> [TASK REQUIREMENTS] All entries below are to be retyped in full, precisely as they appear.

(DATA SHOWN begins)

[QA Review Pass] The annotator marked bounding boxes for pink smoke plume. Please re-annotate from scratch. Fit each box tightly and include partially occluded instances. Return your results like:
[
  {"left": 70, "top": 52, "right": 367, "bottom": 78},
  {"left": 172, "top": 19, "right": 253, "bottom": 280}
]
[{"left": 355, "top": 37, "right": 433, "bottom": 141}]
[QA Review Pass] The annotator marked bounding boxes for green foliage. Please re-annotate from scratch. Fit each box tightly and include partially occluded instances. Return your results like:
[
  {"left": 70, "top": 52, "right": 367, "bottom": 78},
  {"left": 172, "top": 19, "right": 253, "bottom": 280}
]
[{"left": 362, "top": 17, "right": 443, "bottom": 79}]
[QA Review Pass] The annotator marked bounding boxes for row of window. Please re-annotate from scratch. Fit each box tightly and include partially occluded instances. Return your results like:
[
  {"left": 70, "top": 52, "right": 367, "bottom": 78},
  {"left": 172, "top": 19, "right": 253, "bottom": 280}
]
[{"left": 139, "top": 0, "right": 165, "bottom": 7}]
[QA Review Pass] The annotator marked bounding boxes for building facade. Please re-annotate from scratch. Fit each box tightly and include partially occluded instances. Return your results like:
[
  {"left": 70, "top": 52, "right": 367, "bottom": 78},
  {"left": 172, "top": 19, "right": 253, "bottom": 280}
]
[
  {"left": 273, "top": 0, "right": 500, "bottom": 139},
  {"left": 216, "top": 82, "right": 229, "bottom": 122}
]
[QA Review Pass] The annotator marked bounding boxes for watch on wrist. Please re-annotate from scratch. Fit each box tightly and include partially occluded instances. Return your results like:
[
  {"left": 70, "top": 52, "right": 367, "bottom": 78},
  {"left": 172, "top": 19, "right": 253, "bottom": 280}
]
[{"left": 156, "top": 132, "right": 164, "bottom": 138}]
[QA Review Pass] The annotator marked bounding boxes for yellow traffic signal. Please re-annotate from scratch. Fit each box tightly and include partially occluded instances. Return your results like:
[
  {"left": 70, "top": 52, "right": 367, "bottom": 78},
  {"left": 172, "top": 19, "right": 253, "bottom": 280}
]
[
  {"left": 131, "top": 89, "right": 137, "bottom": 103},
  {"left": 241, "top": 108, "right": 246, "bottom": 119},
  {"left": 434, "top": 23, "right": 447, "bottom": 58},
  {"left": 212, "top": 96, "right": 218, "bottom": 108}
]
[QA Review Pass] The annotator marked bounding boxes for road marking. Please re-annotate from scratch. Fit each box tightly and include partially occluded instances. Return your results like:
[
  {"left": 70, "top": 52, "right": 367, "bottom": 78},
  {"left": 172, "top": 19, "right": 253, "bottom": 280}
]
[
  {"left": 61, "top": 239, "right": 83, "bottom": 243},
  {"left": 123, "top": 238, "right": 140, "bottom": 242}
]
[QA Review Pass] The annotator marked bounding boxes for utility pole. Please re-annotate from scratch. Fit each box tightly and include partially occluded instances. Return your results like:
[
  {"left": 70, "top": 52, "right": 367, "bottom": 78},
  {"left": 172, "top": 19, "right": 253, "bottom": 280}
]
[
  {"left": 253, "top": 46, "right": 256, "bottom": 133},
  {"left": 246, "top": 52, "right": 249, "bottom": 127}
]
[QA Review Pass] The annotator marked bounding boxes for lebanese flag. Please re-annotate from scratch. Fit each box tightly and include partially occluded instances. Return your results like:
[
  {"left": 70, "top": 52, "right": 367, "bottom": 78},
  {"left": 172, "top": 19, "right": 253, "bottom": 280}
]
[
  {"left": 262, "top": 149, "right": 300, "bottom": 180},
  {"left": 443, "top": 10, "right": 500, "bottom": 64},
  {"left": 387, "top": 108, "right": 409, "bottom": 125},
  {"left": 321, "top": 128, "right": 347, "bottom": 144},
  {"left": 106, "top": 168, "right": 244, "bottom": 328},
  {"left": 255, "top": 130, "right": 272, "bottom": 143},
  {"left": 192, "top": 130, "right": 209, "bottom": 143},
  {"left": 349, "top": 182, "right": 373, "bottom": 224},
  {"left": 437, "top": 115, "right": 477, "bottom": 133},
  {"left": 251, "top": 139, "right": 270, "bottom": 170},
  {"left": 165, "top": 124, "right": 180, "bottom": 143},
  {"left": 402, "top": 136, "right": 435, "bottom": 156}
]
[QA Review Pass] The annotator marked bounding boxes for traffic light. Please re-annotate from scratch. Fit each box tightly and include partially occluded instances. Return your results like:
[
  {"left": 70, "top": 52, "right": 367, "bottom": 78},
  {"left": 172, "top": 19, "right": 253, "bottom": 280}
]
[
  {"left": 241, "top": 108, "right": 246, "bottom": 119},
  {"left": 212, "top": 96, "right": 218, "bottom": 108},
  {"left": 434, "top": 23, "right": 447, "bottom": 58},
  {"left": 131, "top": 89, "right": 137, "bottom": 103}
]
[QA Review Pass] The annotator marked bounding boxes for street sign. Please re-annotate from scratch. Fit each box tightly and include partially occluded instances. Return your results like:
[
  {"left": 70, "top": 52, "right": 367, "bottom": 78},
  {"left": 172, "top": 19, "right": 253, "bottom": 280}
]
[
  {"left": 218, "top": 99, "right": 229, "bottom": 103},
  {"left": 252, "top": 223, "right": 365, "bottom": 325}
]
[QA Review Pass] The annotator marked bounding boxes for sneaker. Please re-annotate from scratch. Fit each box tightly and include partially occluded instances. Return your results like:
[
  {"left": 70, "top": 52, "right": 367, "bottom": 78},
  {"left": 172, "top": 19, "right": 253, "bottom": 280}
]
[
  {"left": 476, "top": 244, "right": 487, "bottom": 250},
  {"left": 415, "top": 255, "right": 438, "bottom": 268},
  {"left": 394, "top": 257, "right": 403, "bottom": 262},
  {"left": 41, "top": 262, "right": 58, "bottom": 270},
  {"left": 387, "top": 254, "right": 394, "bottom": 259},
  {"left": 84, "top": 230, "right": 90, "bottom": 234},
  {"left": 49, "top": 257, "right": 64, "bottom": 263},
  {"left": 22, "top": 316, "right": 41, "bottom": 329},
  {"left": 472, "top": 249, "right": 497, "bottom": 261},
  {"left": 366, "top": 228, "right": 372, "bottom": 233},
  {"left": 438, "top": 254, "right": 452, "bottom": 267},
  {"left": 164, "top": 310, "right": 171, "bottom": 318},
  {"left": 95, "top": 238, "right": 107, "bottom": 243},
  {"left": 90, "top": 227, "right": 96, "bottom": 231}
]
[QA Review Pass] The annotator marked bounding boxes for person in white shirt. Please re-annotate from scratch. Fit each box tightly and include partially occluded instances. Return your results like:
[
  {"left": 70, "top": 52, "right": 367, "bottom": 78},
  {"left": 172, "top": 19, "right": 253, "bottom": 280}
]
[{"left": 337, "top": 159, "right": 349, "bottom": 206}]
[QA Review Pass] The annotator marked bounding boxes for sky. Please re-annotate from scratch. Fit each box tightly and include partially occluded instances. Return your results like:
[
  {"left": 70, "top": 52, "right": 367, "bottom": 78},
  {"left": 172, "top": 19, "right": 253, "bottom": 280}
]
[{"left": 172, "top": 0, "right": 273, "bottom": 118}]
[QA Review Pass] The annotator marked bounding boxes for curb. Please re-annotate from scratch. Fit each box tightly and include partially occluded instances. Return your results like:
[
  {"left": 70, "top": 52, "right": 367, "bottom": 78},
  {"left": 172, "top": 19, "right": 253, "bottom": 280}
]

(DATA SHOWN ends)

> [ANSWER TO THE PROBLEM]
[QA Review Pass] The annotator marked bounding boxes for pink smoke plume. Please re-annotate from scratch. Fit each box tightly and include partially occluded instances. Return your results like:
[
  {"left": 70, "top": 52, "right": 367, "bottom": 78},
  {"left": 172, "top": 19, "right": 253, "bottom": 280}
]
[{"left": 355, "top": 37, "right": 433, "bottom": 141}]
[QA Review Pass] The annotator marked bounding boxes for green foliage. Please re-annotate from scratch. Fit each box tightly and include partially occluded instances. Return your results like:
[
  {"left": 70, "top": 52, "right": 367, "bottom": 78},
  {"left": 172, "top": 19, "right": 253, "bottom": 280}
]
[{"left": 362, "top": 17, "right": 443, "bottom": 79}]
[QA Review Pass] The annotator marked bounding boxes for row of window. Please re-annotate from scratch. Fit each box tightly and include partially occluded instances. Return your results like:
[
  {"left": 70, "top": 52, "right": 367, "bottom": 78},
  {"left": 172, "top": 19, "right": 253, "bottom": 280}
]
[{"left": 139, "top": 0, "right": 165, "bottom": 7}]
[QA Review Pass] The annotator marked bounding boxes for building facade. Please re-annotate from scratch. Fit each box tightly and include partially occluded instances. Return your results like:
[
  {"left": 70, "top": 52, "right": 367, "bottom": 78},
  {"left": 172, "top": 19, "right": 253, "bottom": 280}
]
[
  {"left": 273, "top": 0, "right": 500, "bottom": 139},
  {"left": 216, "top": 82, "right": 229, "bottom": 122}
]
[QA Review Pass] The annotator marked bounding boxes for watch on wrist. Please re-annotate from scratch. Fit each box tightly and include partially occluded instances. Return your results like:
[
  {"left": 70, "top": 52, "right": 367, "bottom": 78},
  {"left": 172, "top": 19, "right": 253, "bottom": 280}
]
[{"left": 156, "top": 132, "right": 164, "bottom": 138}]
[QA Review Pass] The annotator marked bounding boxes for yellow traffic signal. Please re-annotate from scratch. Fit each box tightly and include partially occluded instances. Return your results like:
[
  {"left": 70, "top": 52, "right": 367, "bottom": 78},
  {"left": 172, "top": 19, "right": 253, "bottom": 280}
]
[
  {"left": 131, "top": 89, "right": 137, "bottom": 103},
  {"left": 241, "top": 108, "right": 246, "bottom": 119},
  {"left": 434, "top": 23, "right": 447, "bottom": 58},
  {"left": 212, "top": 96, "right": 218, "bottom": 108}
]
[QA Review Pass] The annotator marked bounding boxes for road marking. Please re-annotate from scratch. Fit each box tightly and include partially occluded instances. Return your results like:
[
  {"left": 70, "top": 52, "right": 367, "bottom": 78},
  {"left": 172, "top": 19, "right": 253, "bottom": 280}
]
[
  {"left": 61, "top": 239, "right": 83, "bottom": 243},
  {"left": 123, "top": 238, "right": 140, "bottom": 242}
]
[QA Review Pass] The annotator marked bounding boxes for utility pole. Please re-annotate from scratch. Fit each box tightly and include partially occluded instances. Return your results like:
[
  {"left": 70, "top": 52, "right": 367, "bottom": 78},
  {"left": 172, "top": 19, "right": 253, "bottom": 280}
]
[
  {"left": 253, "top": 46, "right": 256, "bottom": 133},
  {"left": 246, "top": 52, "right": 249, "bottom": 127}
]
[QA Review Pass] The annotator marked bounding boxes for lebanese flag. Please re-annotate from scratch. Fit each box tightly and include partially occluded instances. Return your results like:
[
  {"left": 70, "top": 52, "right": 367, "bottom": 78},
  {"left": 172, "top": 19, "right": 253, "bottom": 280}
]
[
  {"left": 262, "top": 149, "right": 300, "bottom": 180},
  {"left": 443, "top": 10, "right": 500, "bottom": 64},
  {"left": 387, "top": 108, "right": 409, "bottom": 125},
  {"left": 321, "top": 128, "right": 347, "bottom": 144},
  {"left": 106, "top": 168, "right": 244, "bottom": 328},
  {"left": 255, "top": 130, "right": 272, "bottom": 143},
  {"left": 192, "top": 130, "right": 209, "bottom": 143},
  {"left": 349, "top": 182, "right": 373, "bottom": 224},
  {"left": 437, "top": 115, "right": 477, "bottom": 133},
  {"left": 251, "top": 139, "right": 270, "bottom": 170},
  {"left": 165, "top": 124, "right": 180, "bottom": 143},
  {"left": 402, "top": 136, "right": 435, "bottom": 156}
]
[QA Review Pass] The annotator marked bounding boxes for traffic light. Please re-annotate from scratch. Fit each box tightly and include partially occluded instances. Return your results like:
[
  {"left": 70, "top": 52, "right": 367, "bottom": 78},
  {"left": 172, "top": 19, "right": 253, "bottom": 280}
]
[
  {"left": 241, "top": 108, "right": 246, "bottom": 119},
  {"left": 212, "top": 96, "right": 218, "bottom": 108},
  {"left": 434, "top": 23, "right": 447, "bottom": 58},
  {"left": 131, "top": 89, "right": 137, "bottom": 103}
]
[QA Review Pass] The annotator marked bounding boxes for street sign. Please re-annotate from scratch. Fit each box tightly and include partially occluded instances. Return your results like:
[
  {"left": 70, "top": 52, "right": 367, "bottom": 78},
  {"left": 172, "top": 19, "right": 253, "bottom": 280}
]
[
  {"left": 218, "top": 99, "right": 229, "bottom": 103},
  {"left": 252, "top": 223, "right": 365, "bottom": 325}
]
[QA Review Pass] The annotator marked bounding boxes for sneaker. Please re-annotate from scratch. Fit each box tightly and include partially occluded instances. Return your results like:
[
  {"left": 70, "top": 52, "right": 367, "bottom": 78},
  {"left": 172, "top": 19, "right": 253, "bottom": 280}
]
[
  {"left": 476, "top": 244, "right": 487, "bottom": 250},
  {"left": 415, "top": 255, "right": 438, "bottom": 268},
  {"left": 394, "top": 257, "right": 403, "bottom": 262},
  {"left": 41, "top": 262, "right": 58, "bottom": 270},
  {"left": 387, "top": 254, "right": 394, "bottom": 259},
  {"left": 84, "top": 230, "right": 90, "bottom": 234},
  {"left": 49, "top": 257, "right": 64, "bottom": 263},
  {"left": 22, "top": 316, "right": 41, "bottom": 329},
  {"left": 472, "top": 249, "right": 497, "bottom": 261},
  {"left": 366, "top": 228, "right": 372, "bottom": 233},
  {"left": 438, "top": 254, "right": 452, "bottom": 267},
  {"left": 164, "top": 310, "right": 171, "bottom": 318},
  {"left": 95, "top": 238, "right": 107, "bottom": 243},
  {"left": 90, "top": 227, "right": 96, "bottom": 231}
]
[QA Review Pass] The annotator marked bounding boxes for person in white shirt. Please re-annotate from scratch. Fit each box tightly and include partially occluded instances. Return your results like:
[
  {"left": 70, "top": 52, "right": 367, "bottom": 78},
  {"left": 172, "top": 19, "right": 253, "bottom": 280}
]
[{"left": 337, "top": 159, "right": 349, "bottom": 206}]
[QA Review Pass] The annotator marked bounding boxes for sky. Please re-annotate from scratch. Fit each box tightly and include partially occluded instances. Return your results like:
[
  {"left": 70, "top": 52, "right": 367, "bottom": 78},
  {"left": 172, "top": 19, "right": 253, "bottom": 280}
]
[{"left": 172, "top": 0, "right": 273, "bottom": 118}]
[QA Review Pass] The annotator marked bounding boxes for curb. Please re-annotate from scratch. Fit each box tightly and include partially occluded instances. Return your results like:
[
  {"left": 70, "top": 52, "right": 367, "bottom": 78},
  {"left": 172, "top": 19, "right": 253, "bottom": 280}
]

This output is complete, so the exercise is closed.